Excerpted passage =>
Perdoceo Education Corporation Signs Definitive Agreement to Acquire University of St. Augustine for Health Sciences
July 16 2024 - 10:03AM
Business Wire
Perdoceo Education Corporation (“Perdoceo” or the “Company”)
(NASDAQ: PRDO), a provider of postsecondary education, today
reported that it has signed a definitive agreement to acquire 100%
ownership of the University of St. Augustine for Health Sciences,
LLC (USAHS). The material terms of the transaction have been
described in the Company’s Current Report on Form 8-K filed with
the Securities and Exchange Commission today. Completion of the
acquisition is subject to customary closing conditions and
satisfactory regulatory approvals from the Accrediting Commission
for Senior Colleges and Universities of the Western Association of
Schools and Colleges (WASC), as well as other key regulatory
bodies, and receipt of a preacquisition review response from the US
Department of Education. The Company expects to complete the
acquisition in December 2024.
USAHS is one of the nation’s leading universities offering
graduate health sciences degrees, primarily in physical therapy,
occupational therapy, speech language therapy, nursing, as well as
continuing education programs. Founded in 1979, USAHS educates
students through its network of campuses in San Marcos, California;
St. Augustine and Miami, Florida; and Austin and Dallas, Texas; and
through its online programs. USAHS is accredited by the WASC.
Once completed, the Company expects that the acquisition will
support further growth and diversification of its academic program
offerings and will mark Perdoceo’s foray into health science
degrees in a meaningful way. With the current advances in
technology, including AI, the number of careers requiring a health
science degree has been growing and is expected to grow for the
foreseeable future. According to the U.S. Bureau of Labor
Statistics, jobs in the health sciences are expected to increase
13% by 2031, more than twice the average job growth rate across all
employment sectors.
The ownership transition is not expected to impact the current
academic programs of USAHS, and USAHS will remain fully committed
to serving and educating students and providing the same high
quality educational experience.

Supplied entries =>
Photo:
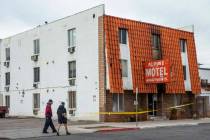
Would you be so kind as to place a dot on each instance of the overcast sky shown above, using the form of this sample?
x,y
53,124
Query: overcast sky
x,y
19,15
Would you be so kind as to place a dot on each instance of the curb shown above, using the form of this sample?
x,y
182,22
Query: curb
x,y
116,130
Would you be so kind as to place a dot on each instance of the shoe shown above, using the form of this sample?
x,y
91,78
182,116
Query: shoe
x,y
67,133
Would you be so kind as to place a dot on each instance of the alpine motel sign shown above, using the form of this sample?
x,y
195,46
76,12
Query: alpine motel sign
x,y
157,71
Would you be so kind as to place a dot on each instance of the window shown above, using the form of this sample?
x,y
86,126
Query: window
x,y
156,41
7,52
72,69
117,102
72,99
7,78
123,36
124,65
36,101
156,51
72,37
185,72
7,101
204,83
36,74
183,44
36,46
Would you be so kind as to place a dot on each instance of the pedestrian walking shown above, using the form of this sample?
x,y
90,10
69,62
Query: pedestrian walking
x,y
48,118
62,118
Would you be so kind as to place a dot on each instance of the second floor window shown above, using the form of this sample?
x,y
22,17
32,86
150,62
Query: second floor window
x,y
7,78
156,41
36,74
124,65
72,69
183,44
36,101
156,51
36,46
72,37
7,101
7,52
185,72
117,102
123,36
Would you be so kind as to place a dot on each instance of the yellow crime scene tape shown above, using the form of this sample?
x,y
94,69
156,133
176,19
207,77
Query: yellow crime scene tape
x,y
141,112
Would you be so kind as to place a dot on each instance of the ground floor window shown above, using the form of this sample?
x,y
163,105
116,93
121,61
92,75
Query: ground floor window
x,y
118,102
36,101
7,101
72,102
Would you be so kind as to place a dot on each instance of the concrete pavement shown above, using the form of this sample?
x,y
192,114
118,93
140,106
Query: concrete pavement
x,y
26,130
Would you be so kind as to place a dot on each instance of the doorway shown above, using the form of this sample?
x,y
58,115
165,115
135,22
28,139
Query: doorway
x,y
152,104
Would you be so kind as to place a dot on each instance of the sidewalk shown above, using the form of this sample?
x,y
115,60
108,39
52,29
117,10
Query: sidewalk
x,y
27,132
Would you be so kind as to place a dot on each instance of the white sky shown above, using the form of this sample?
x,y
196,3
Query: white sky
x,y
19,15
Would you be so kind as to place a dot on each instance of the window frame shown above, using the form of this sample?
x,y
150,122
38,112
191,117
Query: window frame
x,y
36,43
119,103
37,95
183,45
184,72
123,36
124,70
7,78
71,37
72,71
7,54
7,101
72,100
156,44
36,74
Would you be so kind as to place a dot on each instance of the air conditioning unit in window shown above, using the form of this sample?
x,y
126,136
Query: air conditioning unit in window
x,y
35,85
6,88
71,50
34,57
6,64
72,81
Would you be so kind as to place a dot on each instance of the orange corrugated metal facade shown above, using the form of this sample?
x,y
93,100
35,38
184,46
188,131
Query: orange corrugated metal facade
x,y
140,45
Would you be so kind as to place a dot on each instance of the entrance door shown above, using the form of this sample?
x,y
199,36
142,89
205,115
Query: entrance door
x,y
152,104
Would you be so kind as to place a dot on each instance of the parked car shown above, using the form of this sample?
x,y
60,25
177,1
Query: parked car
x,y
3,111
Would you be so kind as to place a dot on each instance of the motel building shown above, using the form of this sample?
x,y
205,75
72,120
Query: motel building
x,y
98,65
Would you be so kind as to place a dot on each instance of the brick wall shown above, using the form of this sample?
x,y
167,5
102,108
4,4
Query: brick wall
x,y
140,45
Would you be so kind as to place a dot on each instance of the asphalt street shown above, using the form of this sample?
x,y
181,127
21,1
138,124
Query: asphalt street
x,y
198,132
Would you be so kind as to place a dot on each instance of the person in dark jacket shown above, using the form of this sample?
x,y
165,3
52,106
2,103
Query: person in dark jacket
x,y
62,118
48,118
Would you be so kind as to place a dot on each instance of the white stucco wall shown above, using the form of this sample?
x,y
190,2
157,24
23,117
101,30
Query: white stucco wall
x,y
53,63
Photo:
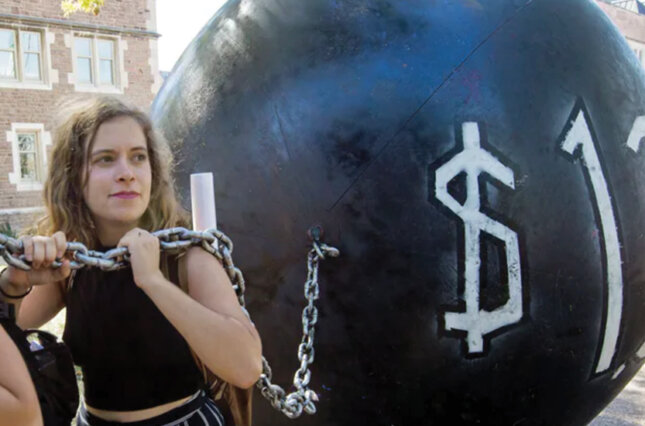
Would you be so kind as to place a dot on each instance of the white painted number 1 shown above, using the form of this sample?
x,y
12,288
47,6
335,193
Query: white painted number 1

To do =>
(A) Answer these from the Perdoceo press release:
(i) In what month and year does the company expect to complete the acquisition?
(ii) In what year was USAHS founded?
(iii) By what percentage are jobs in the health sciences expected to increase by 2031, according to the U.S. Bureau of Labor Statistics?
(B) Copy, word for word, the part of the Perdoceo press release that opens with the words containing "Once completed, the" and closes with "employment sectors.".

Your responses =>
(A)
(i) December 2024
(ii) 1979
(iii) 13%

(B)
Once completed, the Company expects that the acquisition will
support further growth and diversification of its academic program
offerings and will mark Perdoceo’s foray into health science
degrees in a meaningful way. With the current advances in
technology, including AI, the number of careers requiring a health
science degree has been growing and is expected to grow for the
foreseeable future. According to the U.S. Bureau of Labor
Statistics, jobs in the health sciences are expected to increase
13% by 2031, more than twice the average job growth rate across all
employment sectors.